_BRANO PROPOSTO_.
_ _ _ _
L’indagine
Così i Casalesi rialzano la testa: fingono la resa, e invece riorganizzano gli affari
I boss del Casertano si riparano dietro a falsi pentimenti, mentre riuniscono il clan e ricostituiscono la cassa comune. Mentre il tribunale di Napoli Nord è gravato da carichi di lavoro insostenibili, sprovvisto di aule e con pochi magistrati
Aforisma 341. «Questa vita, come tu ora la vivi e l’hai vissuta, dovrai viverla ancora una volta e ancora innumerevoli volte, e non ci sarà in essa mai niente di nuovo». Nella stessa sequenza e successione, con gli stessi nomi e le stesse facce, gli stessi interessi e le stesse armi. È la teoria dell’eterno ritorno di Friedrich Nietzsche, è il clan dei Casalesi secondo Anna Carrino, compagna e madre di boss, collaboratrice di giustizia; Gianluca Bidognetti, suo figlio, e Ivanhoe Schiavone, figlio di capoclan e fratello di un pentito. È attraverso le loro parole che è possibile ricostruire la struttura dell’organizzazione, unitaria come non accadeva da trentacinque anni, che ha tatticamente deposto le armi, ma solo finché serve. Che si nutre di ricatti, minacce, estorsioni e – la sola novità – di spaccio di droga, che un tempo era stato subappaltato alla mafia nigeriana.
A quasi quindici anni dalle stragi terroristiche del 2008, a tredici dagli ergastoli definitivi del processo Spartacus, a una decina dagli arresti in massa e dalla cattura dei grandi latitanti, l’inchiesta della Dda di Napoli e dei carabinieri di Caserta, che nei giorni scorsi ha portato a una quarantina di arresti, disegna strategie, alleanze e interessi economici del mai sconfitto cartello mafioso del Casertano. Ci sono, negli atti, i fatti-reato che saranno oggetto di processo. Ma c’è, soprattutto, la strategia a lungo termine: la ricostituzione della cassa comune, lo stipendio agli affiliati e ai capiclan detenuti (anche a Vincenzo Zagaria, capozona a Casapesenna fino al suo arresto nell’aprile 1996), l’attesa per la scarcerazione di Emanuele Schiavone, il più piccolo dei figli maschi del boss chiamato Sandokan e testa pazza che ha visto rinviare più volte la liberazione a causa delle sue ripetute intemperanze.
_ _ _ _
_ESERCIZIO A_. Per favore, indica soltanto il numero di righe dell'elenco che contengono la stringa "small", distinguendo tra maiuscole e minuscole.
Il brano e l'elenco sono due materiali distinti.

(Elenco)
_ _ _ _
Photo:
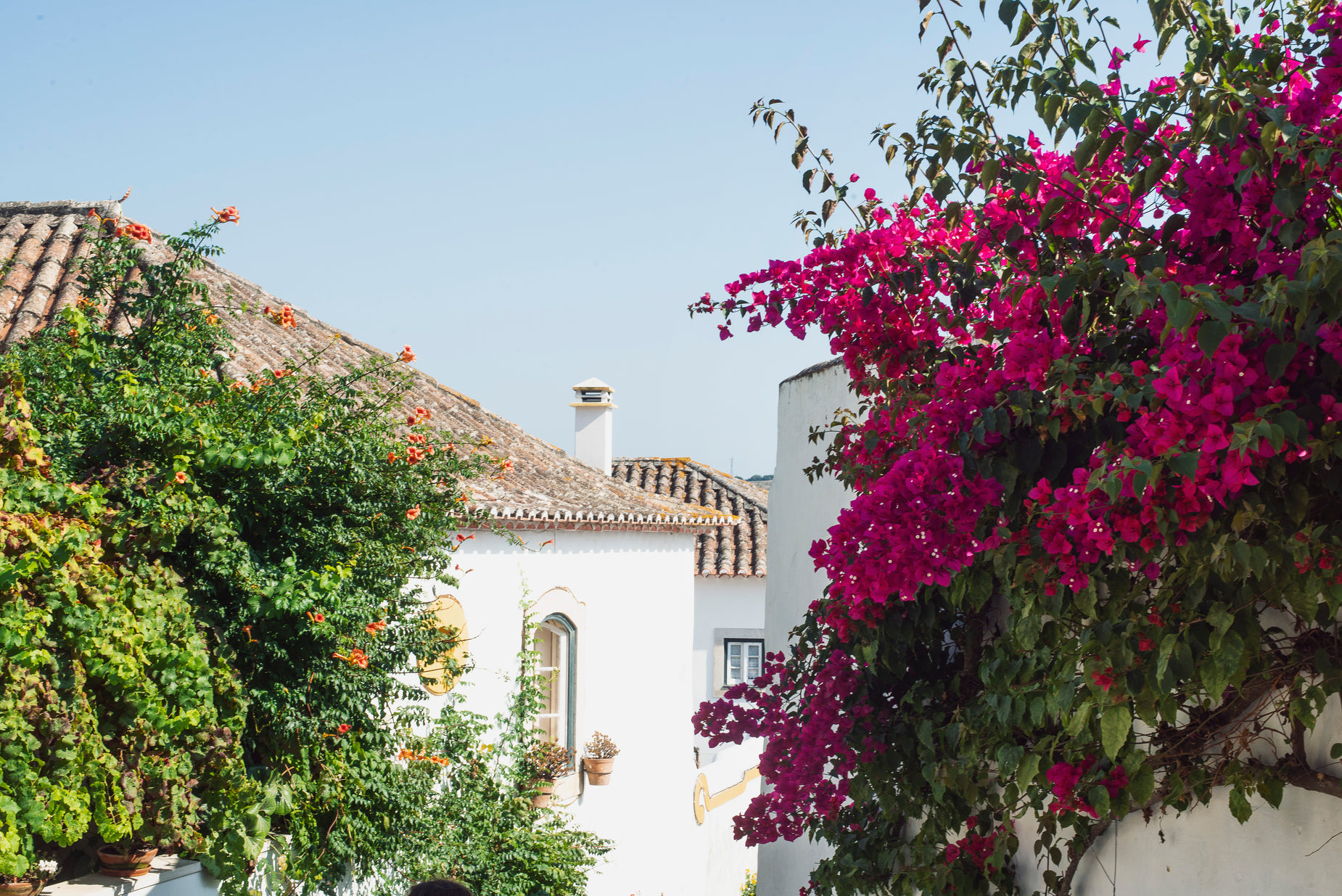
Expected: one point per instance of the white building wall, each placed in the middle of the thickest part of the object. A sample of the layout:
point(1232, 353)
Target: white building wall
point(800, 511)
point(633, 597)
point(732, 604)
_ _ _ _
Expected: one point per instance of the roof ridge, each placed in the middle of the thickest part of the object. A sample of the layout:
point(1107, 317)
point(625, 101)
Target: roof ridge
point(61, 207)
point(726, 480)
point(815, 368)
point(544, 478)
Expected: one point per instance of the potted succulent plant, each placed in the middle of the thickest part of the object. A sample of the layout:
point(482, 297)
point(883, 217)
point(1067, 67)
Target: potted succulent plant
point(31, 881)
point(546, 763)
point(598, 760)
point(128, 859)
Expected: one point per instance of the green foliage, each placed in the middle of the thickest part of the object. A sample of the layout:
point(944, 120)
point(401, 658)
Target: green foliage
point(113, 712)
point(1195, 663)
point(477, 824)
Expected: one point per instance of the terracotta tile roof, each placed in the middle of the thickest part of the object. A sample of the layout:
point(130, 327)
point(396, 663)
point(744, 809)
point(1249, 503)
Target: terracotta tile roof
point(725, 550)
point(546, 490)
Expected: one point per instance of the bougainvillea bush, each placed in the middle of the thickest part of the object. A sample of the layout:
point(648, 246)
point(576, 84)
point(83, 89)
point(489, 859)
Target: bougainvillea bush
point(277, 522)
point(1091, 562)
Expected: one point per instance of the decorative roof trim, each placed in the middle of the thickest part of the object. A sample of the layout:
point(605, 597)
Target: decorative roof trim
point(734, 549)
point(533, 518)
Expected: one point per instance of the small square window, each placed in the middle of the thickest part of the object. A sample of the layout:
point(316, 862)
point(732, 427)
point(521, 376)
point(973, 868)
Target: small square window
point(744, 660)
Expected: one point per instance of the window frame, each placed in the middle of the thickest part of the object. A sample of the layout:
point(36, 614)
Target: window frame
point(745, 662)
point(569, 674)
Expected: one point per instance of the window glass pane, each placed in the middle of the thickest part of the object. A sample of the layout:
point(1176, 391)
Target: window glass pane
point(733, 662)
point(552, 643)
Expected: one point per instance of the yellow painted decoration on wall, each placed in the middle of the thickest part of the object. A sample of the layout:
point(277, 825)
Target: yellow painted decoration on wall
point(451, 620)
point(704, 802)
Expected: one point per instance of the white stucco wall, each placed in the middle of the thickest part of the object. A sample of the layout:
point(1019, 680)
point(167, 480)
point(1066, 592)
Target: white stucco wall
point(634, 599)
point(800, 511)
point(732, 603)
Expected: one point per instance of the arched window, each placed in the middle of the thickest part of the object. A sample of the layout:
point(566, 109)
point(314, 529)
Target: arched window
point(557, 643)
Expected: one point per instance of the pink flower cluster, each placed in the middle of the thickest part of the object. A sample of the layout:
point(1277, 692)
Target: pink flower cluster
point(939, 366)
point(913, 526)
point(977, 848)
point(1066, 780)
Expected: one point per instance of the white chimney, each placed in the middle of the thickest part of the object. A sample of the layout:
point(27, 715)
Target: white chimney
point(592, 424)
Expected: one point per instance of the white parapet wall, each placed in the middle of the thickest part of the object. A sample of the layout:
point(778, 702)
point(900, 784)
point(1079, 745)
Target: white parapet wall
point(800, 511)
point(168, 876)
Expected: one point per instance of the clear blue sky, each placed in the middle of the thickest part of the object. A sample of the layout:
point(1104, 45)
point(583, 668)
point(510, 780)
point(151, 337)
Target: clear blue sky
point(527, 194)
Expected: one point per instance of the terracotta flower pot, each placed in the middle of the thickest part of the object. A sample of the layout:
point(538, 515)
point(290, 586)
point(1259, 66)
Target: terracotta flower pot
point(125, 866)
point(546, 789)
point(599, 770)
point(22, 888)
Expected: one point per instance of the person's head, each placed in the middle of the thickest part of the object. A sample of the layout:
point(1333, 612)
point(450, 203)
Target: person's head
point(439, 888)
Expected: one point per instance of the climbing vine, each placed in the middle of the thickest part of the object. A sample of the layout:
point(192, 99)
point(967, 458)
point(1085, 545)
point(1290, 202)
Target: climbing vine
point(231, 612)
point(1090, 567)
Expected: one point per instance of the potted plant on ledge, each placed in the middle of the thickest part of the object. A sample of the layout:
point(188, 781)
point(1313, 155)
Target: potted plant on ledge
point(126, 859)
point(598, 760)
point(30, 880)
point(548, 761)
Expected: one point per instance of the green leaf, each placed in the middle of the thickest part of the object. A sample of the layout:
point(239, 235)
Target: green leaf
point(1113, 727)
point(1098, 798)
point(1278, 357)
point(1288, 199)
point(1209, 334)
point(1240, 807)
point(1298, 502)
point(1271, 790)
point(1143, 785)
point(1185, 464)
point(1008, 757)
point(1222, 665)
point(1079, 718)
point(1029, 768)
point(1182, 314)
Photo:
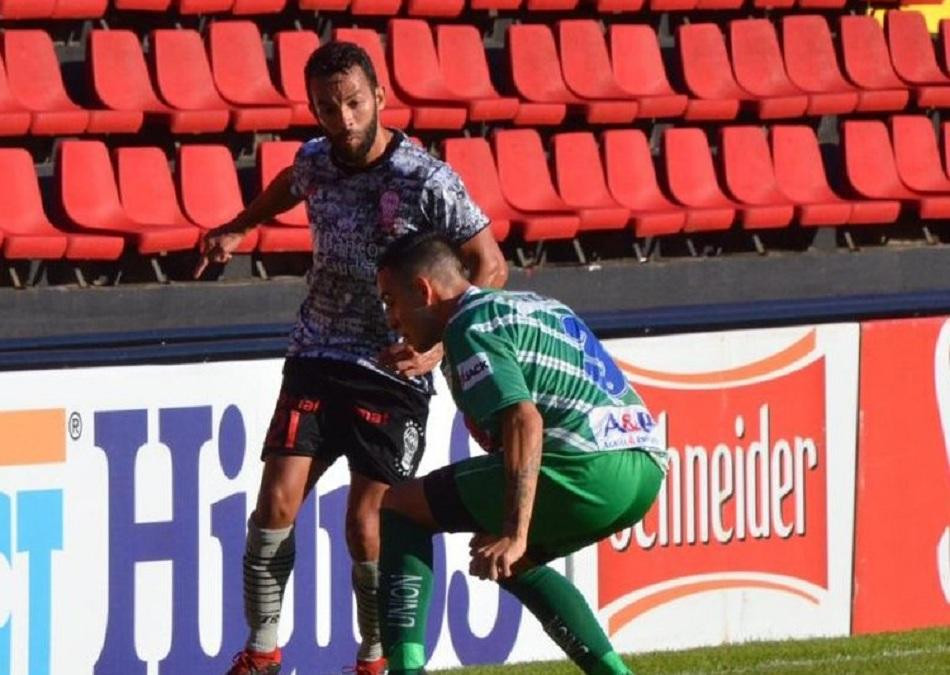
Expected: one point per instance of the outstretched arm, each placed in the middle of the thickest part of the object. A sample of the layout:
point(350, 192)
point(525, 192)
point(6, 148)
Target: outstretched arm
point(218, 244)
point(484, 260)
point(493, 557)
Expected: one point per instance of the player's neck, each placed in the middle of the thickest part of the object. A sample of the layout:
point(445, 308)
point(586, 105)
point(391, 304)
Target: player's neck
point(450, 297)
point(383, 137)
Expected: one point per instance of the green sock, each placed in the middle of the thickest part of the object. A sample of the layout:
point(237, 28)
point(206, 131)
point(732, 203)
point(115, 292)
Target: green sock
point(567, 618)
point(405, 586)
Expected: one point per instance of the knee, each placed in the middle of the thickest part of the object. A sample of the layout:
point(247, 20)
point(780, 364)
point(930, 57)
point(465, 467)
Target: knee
_ _ _ _
_ESERCIZIO B_. Secondo il brano sui Casalesi, in quale mese e anno è stato arrestato Vincenzo Zagaria?

_RISULTATO A_. 2

_RISULTATO B_. Nell'aprile 1996.